(Position annotation records)
+ + + + + + +

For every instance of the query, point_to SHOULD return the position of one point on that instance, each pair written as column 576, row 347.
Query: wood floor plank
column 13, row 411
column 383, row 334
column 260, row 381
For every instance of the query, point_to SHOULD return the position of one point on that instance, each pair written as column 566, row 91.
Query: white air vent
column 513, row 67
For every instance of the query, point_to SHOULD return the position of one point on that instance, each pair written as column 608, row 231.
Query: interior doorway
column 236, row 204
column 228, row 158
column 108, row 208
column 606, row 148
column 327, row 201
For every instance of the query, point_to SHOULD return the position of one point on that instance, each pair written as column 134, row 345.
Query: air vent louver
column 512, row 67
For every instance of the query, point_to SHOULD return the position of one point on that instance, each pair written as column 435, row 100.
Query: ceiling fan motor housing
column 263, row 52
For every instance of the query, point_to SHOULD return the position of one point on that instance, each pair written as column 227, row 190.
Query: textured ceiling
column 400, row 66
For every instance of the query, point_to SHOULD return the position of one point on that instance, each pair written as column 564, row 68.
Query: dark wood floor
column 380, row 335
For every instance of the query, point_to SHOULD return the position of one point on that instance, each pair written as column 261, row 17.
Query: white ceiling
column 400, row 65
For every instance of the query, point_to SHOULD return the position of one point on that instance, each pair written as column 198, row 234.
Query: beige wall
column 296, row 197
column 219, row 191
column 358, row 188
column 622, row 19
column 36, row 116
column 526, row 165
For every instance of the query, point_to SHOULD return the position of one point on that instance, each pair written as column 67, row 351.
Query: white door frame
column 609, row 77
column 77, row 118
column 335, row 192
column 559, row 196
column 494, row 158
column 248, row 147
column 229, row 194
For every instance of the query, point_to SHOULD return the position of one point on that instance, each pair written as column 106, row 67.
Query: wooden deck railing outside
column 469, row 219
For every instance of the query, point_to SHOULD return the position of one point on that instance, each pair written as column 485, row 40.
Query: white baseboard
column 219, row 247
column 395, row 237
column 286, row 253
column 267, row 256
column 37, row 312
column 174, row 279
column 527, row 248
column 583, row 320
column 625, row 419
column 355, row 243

+ + + + + + +

_WRITTEN TASK_: Reproduce every line above word for word, without any changes.

_EXERCISE OUTPUT_:
For every instance of the query, point_to SHOULD return the position of one point on that instance, each pair written as column 576, row 347.
Query: wood floor plank
column 13, row 411
column 383, row 334
column 260, row 381
For every instance of the query, point_to SHOULD return the position of one point on that instance, each pair written as column 566, row 91.
Query: white air vent
column 513, row 67
For every instance of the query, point_to SHOULD return the position of one point on that instance, each pair written as column 608, row 231.
Query: interior doorway
column 236, row 204
column 228, row 158
column 108, row 208
column 606, row 148
column 327, row 201
For every instance of the query, point_to SHOULD return the position of one point on that instance, each pair written as column 134, row 345.
Query: air vent louver
column 512, row 67
For every instance of the query, point_to SHOULD return the position of one point on that instance, each pair written as column 435, row 100.
Query: ceiling fan motor housing
column 263, row 52
For every instance of the query, point_to SHOULD return the position of one point on that instance, each pair written as column 227, row 190.
Query: textured ceiling
column 400, row 66
For every instance of the query, point_to SHOULD return the position of one point on that instance, each pair written as column 564, row 68.
Query: dark wood floor
column 380, row 335
For every instance of the query, point_to SHOULD return the position of one point on that instance, each pair written as column 261, row 17.
Query: white ceiling
column 400, row 65
For every instance of the query, point_to SHOULD return the position of one point on that instance, each pair written as column 198, row 234.
Query: beige wall
column 296, row 197
column 219, row 191
column 358, row 188
column 622, row 19
column 36, row 116
column 526, row 165
For every instance of the query, point_to SHOULD return the position of one point on that instance, each pair written as column 67, row 351.
Query: white door frame
column 609, row 77
column 77, row 118
column 335, row 192
column 559, row 196
column 494, row 158
column 248, row 147
column 229, row 194
For every instance of the query, point_to SHOULD return the position of one point on that instance, each pair written as column 106, row 67.
Query: wooden deck railing outside
column 469, row 219
For every instance of the query, point_to SHOULD return the position of one point on that instance, each pair written as column 485, row 40.
Query: white baseboard
column 219, row 247
column 395, row 237
column 286, row 253
column 267, row 256
column 37, row 312
column 174, row 279
column 527, row 248
column 583, row 320
column 625, row 419
column 355, row 243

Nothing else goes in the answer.